STJ: corrupção de parte dos arquivos digitais inviabiliza a utilização da prova
A Quinta Turma do Superior Tribunal de Justiça (STJ), em 10/12/2024 (processo sob segredo judicial), decidiu que a corrupção de parte dos arquivos digitais compromete a integralidade da prova, inviabilizando sua utilização.
Informações do inteiro teor:
A questão em discussão consiste em saber se a prova digital obtida mediante busca e apreensão, com parte dos arquivos corrompidos e inacessíveis, pode ser admitida em juízo.
O simples fato de se ter documentado as hashes dos arquivos (formados a partir do espelhamento do conteúdo de cada aparelho eletrônico apreendido), por si só, não garante a integridade do material.
O tema foi examinado pela primeira vez pela Quinta Turma do Superior Tribunal de Justiça (STJ), no julgamento do AgRg no RHC 143.169/RJ, em que foi esclarecido que a finalidade da documentação das hashes é permitir a comparação posterior entre os arquivos. A simples existência da hash não permite concluir que o arquivo apresentado é autêntico e íntegro: para se auditar essas características, é necessário comparar a hash do arquivo espelhado com a daquele apresentado no processo.
No caso, seria necessário comparar, então, pelo menos as hashes dos arquivos disponibilizados à defesa em nuvem, no link enviado pelo Ministério Público, com as hashes daqueles constantes dos HDs de origem e do “HD do Fisco”, onde foram armazenados. Sendo idênticos os códigos, aí sim poderíamos concluir que os arquivos constantes nesses suportes são também idênticos. Como a acusação e o juízo de origem se recusaram a adotar esse procedimento, há um prejuízo concreto à confiabilidade da prova, porque não há como saber se os arquivos são, de fato, os mesmos.
Além disso, na situação sob análise, há um fato incontroverso: Ministério Público, juízo singular e acórdão recorrido reconhecem que parte do material apreendido é absolutamente inacessível, porque seus arquivos foram corrompidos por “algum tipo de erro”, que se acredita ter acontecido no momento da extração dos dados na busca e apreensão. O problema principal da causa está, dessarte, na ofensa à integralidade da prova.

ENUNCIADO> Redija a continuação do texto sobre a decisão do STJ acerca da corrupção de arquivos digitais, a partir da última frase apresentada. As linhas apresentadas adiante têm origem distinta da do texto acima.

LINHAS FORNECIDAS>
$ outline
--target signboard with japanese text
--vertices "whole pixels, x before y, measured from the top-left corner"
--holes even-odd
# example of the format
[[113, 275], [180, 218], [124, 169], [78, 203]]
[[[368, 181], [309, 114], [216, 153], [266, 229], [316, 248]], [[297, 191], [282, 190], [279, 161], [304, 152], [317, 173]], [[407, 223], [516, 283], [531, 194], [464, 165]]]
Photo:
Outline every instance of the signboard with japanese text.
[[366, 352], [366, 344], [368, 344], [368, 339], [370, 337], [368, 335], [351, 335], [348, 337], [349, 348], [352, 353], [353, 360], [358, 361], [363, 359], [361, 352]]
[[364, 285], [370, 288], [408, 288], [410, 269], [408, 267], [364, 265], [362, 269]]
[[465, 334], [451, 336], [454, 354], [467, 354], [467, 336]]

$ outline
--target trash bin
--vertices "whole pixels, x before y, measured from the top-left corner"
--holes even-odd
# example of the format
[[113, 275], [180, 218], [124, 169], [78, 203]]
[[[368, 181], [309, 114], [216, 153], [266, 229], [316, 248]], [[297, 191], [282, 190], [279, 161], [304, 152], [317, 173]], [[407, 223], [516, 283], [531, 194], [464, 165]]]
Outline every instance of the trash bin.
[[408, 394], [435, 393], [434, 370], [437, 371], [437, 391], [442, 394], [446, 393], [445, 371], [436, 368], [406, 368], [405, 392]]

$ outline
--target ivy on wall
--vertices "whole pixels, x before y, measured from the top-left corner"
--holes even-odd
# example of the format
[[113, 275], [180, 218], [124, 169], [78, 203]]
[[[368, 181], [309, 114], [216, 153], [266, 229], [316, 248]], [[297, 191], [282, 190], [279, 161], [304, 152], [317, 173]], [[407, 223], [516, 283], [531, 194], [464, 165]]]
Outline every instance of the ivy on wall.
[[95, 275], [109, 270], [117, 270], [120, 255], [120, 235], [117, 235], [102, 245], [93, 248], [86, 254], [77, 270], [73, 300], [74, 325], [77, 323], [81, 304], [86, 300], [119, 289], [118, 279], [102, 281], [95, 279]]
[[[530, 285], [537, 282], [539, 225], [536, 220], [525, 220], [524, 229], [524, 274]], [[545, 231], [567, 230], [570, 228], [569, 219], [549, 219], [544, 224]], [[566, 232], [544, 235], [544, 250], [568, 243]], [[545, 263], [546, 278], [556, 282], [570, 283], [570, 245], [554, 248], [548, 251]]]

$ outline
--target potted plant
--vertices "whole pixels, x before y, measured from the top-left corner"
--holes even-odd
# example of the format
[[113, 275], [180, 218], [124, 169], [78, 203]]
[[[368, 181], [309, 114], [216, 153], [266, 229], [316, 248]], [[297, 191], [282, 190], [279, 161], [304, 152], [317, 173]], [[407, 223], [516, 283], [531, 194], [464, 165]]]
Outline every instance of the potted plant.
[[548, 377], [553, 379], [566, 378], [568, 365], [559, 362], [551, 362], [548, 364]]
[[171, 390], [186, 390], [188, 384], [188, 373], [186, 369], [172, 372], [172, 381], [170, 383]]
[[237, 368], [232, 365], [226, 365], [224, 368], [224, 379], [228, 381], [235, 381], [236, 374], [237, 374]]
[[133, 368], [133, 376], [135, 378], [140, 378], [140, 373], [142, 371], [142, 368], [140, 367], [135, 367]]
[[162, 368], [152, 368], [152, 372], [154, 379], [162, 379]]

RESPOSTA DO EXERCÍCIO>
Todos os agentes processuais reconhecem que a defesa não tem acesso à integralidade do material, pois parte dos arquivos foi irremediavelmente perdida, por algum erro desconhecido. Não se sabe qual parte dos arquivos é essa, se ela fomentaria uma elucidação melhor dos fatos ou mesmo se ela corroboraria alguma linha fática defensiva. Por exclusiva responsabilidade do Estado, essa informação se perdeu, e não há como acessá-la.
Em resumo, a prova digital está incompleta. Considerando que parte das conversas se perdeu por responsabilidade exclusiva do Estado, quando esses dados estavam em sua custódia, é ônus do Estado arcar com as repercussões jurídicas da incompletude da prova. Isso porque, se o remanescente da interceptação fosse admitido em juízo, pairariam eternamente dúvidas muito relevantes sobre o conjunto probatório.
Portanto, à semelhança da situação julgada no HC 160.662/RJ, não houve a “salvaguarda da integralidade do material colhido na investigação, repercutindo no próprio dever de garantia da paridade de armas”.
A jurisprudência do STJ, em casos análogos, determina a inadmissibilidade de provas incompletas, em respeito aos princípios do contraditório e da ampla defesa, e à própria confiabilidade dos registros de corpo de delito.
Assim, mantendo íntegra e coerente jurisprudência desta Corte Especial, como manda o art. 926 do Código de Processo Civil (CPC), deve-se aplicar aqui a mesma solução dada no AgRg no RHC 143.169/RJ, em 2023, e ao HC 160.662/RJ, em 2014, no sentido da inadmissibilidade da prova digital que não atende a requisitos mínimos de confiabilidade.
INFORMAÇÕES ADICIONAIS:
LEGISLAÇÃO
Código de Processo Civil (CPC), art. 926.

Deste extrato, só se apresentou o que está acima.